(データセットのレコード)
'''
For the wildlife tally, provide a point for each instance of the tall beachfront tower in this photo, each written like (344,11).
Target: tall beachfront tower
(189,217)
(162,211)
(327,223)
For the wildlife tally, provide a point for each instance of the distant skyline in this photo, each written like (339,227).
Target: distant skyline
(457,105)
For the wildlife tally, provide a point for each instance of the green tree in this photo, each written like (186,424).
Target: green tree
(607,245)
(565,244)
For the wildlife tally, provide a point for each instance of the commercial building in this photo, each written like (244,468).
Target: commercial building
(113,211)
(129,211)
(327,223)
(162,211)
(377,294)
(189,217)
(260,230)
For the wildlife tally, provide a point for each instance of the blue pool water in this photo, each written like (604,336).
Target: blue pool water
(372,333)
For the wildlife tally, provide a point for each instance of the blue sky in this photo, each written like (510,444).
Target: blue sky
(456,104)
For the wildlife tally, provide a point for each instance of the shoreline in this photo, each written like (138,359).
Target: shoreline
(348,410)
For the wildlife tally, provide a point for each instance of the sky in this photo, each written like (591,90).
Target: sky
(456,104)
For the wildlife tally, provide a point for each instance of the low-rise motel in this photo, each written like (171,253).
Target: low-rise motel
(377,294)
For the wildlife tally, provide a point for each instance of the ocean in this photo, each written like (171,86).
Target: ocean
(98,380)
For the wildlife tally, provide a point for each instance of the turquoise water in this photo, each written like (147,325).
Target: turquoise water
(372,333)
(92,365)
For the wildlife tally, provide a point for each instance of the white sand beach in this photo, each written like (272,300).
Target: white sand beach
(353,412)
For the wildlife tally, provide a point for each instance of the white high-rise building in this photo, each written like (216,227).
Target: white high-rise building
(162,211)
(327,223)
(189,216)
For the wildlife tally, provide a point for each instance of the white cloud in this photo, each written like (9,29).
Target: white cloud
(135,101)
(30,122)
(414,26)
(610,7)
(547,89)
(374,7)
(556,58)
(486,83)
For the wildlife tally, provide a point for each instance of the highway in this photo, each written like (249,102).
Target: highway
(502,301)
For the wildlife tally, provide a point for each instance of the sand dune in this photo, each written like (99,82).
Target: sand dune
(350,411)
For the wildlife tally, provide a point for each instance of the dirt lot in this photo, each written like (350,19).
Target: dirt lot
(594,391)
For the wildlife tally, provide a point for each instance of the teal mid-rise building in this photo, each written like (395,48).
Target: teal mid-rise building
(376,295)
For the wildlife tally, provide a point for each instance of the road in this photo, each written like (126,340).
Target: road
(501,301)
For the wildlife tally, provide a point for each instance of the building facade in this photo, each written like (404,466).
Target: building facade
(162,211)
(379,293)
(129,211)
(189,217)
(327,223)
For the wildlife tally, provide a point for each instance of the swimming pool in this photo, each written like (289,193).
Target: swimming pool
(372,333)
'''
▸ 課題の内容: 上の一覧の全行を、1行につき1つの文字列としてJSONリストに入れてください。空行は含めません。

▸ 作業結果:
[
  "For the wildlife tally, provide a point for each instance of the tall beachfront tower in this photo, each written like (344,11).",
  "Target: tall beachfront tower",
  "(189,217)",
  "(162,211)",
  "(327,223)",
  "For the wildlife tally, provide a point for each instance of the distant skyline in this photo, each written like (339,227).",
  "Target: distant skyline",
  "(457,105)",
  "For the wildlife tally, provide a point for each instance of the green tree in this photo, each written like (186,424).",
  "Target: green tree",
  "(607,245)",
  "(565,244)",
  "For the wildlife tally, provide a point for each instance of the commercial building in this photo, each written like (244,468).",
  "Target: commercial building",
  "(113,211)",
  "(129,211)",
  "(327,223)",
  "(162,211)",
  "(377,294)",
  "(189,217)",
  "(260,230)",
  "For the wildlife tally, provide a point for each instance of the blue pool water in this photo, each written like (604,336).",
  "Target: blue pool water",
  "(372,333)",
  "For the wildlife tally, provide a point for each instance of the blue sky in this photo, each written like (510,444).",
  "Target: blue sky",
  "(456,104)",
  "For the wildlife tally, provide a point for each instance of the shoreline in this photo, each written like (138,359).",
  "Target: shoreline",
  "(348,410)",
  "For the wildlife tally, provide a point for each instance of the sky in this photo, each written like (591,90).",
  "Target: sky",
  "(456,104)",
  "For the wildlife tally, provide a point for each instance of the low-rise motel in this photo, each written like (171,253).",
  "Target: low-rise motel",
  "(377,294)",
  "For the wildlife tally, provide a point for each instance of the ocean in this photo, each written like (171,86).",
  "Target: ocean",
  "(98,380)",
  "For the wildlife tally, provide a point for each instance of the turquoise water in this photo, each written like (147,325).",
  "Target: turquoise water",
  "(372,333)",
  "(92,365)",
  "For the wildlife tally, provide a point for each instance of the white sand beach in this photo, each written like (272,300).",
  "Target: white sand beach",
  "(353,412)",
  "For the wildlife tally, provide a point for each instance of the white high-rise building in this photo, each written like (216,227).",
  "Target: white high-rise building",
  "(162,211)",
  "(327,223)",
  "(189,216)",
  "For the wildlife tally, provide a point for each instance of the white cloud in this photo, each written like (9,29).",
  "Target: white cloud",
  "(135,101)",
  "(30,122)",
  "(414,26)",
  "(610,7)",
  "(547,89)",
  "(374,7)",
  "(556,58)",
  "(486,83)",
  "For the wildlife tally, provide a point for each instance of the highway in this photo, each written like (249,102).",
  "Target: highway",
  "(502,301)",
  "For the wildlife tally, provide a point for each instance of the sand dune in this photo, each written like (99,82).",
  "Target: sand dune",
  "(350,411)",
  "For the wildlife tally, provide a point for each instance of the dirt lot in this photo, each written like (350,19).",
  "Target: dirt lot",
  "(594,391)",
  "For the wildlife tally, provide a point for each instance of the teal mid-rise building in this photo, each written like (395,48).",
  "Target: teal mid-rise building",
  "(376,295)",
  "For the wildlife tally, provide a point for each instance of the road in this photo, each written like (126,340).",
  "Target: road",
  "(501,301)",
  "For the wildlife tally, provide a point for each instance of the building facade in this photo, each written like (404,466).",
  "Target: building facade",
  "(162,211)",
  "(379,293)",
  "(129,211)",
  "(189,217)",
  "(327,223)",
  "For the wildlife tally, provide a point for each instance of the swimming pool in this photo, each written like (289,193).",
  "Target: swimming pool",
  "(372,333)"
]